▸ **Extract**
>> begin
I need to fit a tail-heavy Gaussian curve

[Grogs]

I need to fit a tail-heavy "Gaussian" curve

Hi, it's been a long time since I've been around PF.

Homework Statement

This isn't a homework problem per se, but I've been trying to fit some scattering data using a Gaussian function using a least squares approach and it's not working so well. Doing the fit is no problem, but the Gaussian doesn't follow the data very well. The agreement is good within ~ 1.5 standard deviation from the mean, but the data is too tail heavy and the agreement is lousy beyond that.

I need to find a function that will fit the data better. Something with a scaling parameter that would let me vary the kurtosis (tail heaviness) would be ideal, but I can't think of anything that fits the bill. I'm hoping that there's a stats whiz around who can point me in the right direction.

Homework Equations

My Gaussian fit function: $f(\theta) = Aexp(-\theta^{2}/2s^{2})$ where A and s are the fit parameters (mean = 0).

I also tried using: $f(\theta) = B + Aexp(-\theta^{2}/2s^{2})$

The Attempt at a Solution

I tried adding a constant to the Gaussian fit, but then the fit ends up being too large at the tails.

TIA,

Grogs

 

[D H]

Some questions:

1. What is the mean? That you tried a zero mean fit and then a non-zero mean fit suggests you aren't thinking enough about your model.

2. Can the data ever be negative? For example, time-to-failure. Things don't fail before they are made; time-to-failure is inherently non-negative.

3. What made you think the underlying distribution might be gaussian?

4. Have you done a normality test? Testing whether a distribution is normal is a fairly simple procedure. For example, the Anderson-Darling test.

 

[Grogs]

Hi, thanks for the quick response.

Some questions:

1. What is the mean? That you tried a zero mean fit and then a non-zero mean fit suggests you aren't thinking enough about your model.

The mean is zero. The data I'm modeling is essentially the angle a neutron scatters in the x-y plane, which is going to be a symmetric function. f(theta) is the number of counts I get in a detector at angle theta. The incoming particles I modeled are all traveling along the x-axis, so that's why I know the mean scattering angle is 0. Adding the constant shouldn't affect the mean angle, just the magnitude, right?
>> end
▸ **Material shown**
>> begin
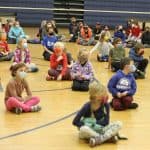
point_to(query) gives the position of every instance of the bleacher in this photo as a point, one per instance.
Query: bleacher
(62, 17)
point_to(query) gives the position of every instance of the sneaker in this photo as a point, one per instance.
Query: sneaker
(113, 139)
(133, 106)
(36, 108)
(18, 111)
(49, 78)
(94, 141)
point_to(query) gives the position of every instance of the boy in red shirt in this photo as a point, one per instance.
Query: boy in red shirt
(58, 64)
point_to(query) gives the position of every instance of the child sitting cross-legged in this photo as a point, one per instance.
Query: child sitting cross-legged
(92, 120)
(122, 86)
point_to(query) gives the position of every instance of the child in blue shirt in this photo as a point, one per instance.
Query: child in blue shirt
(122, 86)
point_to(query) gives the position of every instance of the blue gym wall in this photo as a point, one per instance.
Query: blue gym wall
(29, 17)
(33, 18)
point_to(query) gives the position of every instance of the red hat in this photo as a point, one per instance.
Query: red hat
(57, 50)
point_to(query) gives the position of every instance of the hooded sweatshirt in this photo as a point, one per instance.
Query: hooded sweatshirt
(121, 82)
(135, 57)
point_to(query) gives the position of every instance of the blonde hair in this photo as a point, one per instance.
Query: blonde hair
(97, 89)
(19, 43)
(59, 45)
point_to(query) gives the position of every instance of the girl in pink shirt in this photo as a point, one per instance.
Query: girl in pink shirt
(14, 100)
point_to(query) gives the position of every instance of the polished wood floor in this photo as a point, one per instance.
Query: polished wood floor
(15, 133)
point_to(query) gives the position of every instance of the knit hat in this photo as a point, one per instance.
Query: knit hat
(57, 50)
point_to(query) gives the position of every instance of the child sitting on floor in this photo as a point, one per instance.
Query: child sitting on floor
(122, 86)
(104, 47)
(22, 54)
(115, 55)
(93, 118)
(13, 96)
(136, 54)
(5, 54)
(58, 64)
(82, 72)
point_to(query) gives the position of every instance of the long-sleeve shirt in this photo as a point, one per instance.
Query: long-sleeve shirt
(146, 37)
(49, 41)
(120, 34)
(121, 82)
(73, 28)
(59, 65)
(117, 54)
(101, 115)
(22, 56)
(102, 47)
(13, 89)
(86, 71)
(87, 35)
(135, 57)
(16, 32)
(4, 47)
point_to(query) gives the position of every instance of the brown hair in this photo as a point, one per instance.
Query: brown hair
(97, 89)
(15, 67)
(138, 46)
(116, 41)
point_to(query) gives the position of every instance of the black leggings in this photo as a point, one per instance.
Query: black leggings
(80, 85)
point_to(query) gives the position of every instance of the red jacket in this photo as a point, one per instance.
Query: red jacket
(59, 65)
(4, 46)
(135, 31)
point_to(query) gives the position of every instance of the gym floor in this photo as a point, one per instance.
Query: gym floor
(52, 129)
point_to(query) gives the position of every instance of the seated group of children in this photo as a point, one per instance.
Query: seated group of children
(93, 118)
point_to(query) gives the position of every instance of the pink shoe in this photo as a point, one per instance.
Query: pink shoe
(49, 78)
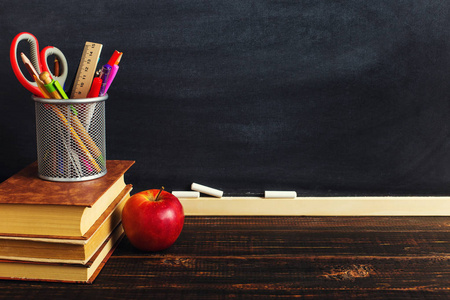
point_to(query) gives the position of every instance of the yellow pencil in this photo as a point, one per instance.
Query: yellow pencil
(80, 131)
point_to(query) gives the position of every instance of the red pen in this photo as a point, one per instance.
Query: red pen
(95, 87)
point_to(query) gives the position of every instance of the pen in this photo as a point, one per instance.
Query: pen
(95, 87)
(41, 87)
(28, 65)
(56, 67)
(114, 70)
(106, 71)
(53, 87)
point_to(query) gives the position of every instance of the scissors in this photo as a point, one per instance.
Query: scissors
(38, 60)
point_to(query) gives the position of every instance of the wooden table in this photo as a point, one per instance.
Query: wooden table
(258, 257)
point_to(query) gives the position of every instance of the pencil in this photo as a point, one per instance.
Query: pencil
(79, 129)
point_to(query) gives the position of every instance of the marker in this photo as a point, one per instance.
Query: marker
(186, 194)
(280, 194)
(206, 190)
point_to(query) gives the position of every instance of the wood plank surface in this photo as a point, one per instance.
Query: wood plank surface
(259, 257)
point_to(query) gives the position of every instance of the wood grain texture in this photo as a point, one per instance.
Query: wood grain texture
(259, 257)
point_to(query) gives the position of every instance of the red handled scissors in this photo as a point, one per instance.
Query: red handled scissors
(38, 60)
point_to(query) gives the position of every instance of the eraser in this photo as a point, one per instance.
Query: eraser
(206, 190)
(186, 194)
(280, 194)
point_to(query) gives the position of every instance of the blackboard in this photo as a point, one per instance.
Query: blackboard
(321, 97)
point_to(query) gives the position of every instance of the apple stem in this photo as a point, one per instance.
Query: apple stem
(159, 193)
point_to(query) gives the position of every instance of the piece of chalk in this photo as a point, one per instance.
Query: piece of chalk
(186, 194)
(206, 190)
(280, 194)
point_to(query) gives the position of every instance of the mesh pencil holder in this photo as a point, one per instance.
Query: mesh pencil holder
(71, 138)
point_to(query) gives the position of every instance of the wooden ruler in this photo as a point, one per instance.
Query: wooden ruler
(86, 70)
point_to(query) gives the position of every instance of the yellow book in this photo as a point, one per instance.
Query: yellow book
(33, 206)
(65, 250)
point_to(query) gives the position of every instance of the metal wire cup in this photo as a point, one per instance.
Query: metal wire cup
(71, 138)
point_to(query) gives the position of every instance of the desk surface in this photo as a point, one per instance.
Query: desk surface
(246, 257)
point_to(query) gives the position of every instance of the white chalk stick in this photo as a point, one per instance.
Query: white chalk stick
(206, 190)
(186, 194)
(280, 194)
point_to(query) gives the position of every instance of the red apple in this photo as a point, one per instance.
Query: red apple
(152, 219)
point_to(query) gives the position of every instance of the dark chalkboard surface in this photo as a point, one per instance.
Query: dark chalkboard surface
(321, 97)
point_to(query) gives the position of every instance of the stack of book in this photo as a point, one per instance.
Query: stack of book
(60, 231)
>> end
▸ **Task set**
**A.** From the curve-fitting thread, set down the passage from "Homework Statement" up to and including "lousy beyond that.", copying it word for word.
**B.** In the curve-fitting thread, shorten the paragraph beginning "This isn't a homework problem per se" while keeping its main facts.

▸ **Results for each task**
**A.**
Homework Statement

This isn't a homework problem per se, but I've been trying to fit some scattering data using a Gaussian function using a least squares approach and it's not working so well. Doing the fit is no problem, but the Gaussian doesn't follow the data very well. The agreement is good within ~ 1.5 standard deviation from the mean, but the data is too tail heavy and the agreement is lousy beyond that.

**B.** Though not a homework problem, the task is fitting scattering data with a Gaussian function by least squares. The fit itself is easy, but the Gaussian tracks the data poorly. Agreement is good within about 1.5 standard deviations of the mean. Beyond that it is lousy because the data is too tail heavy.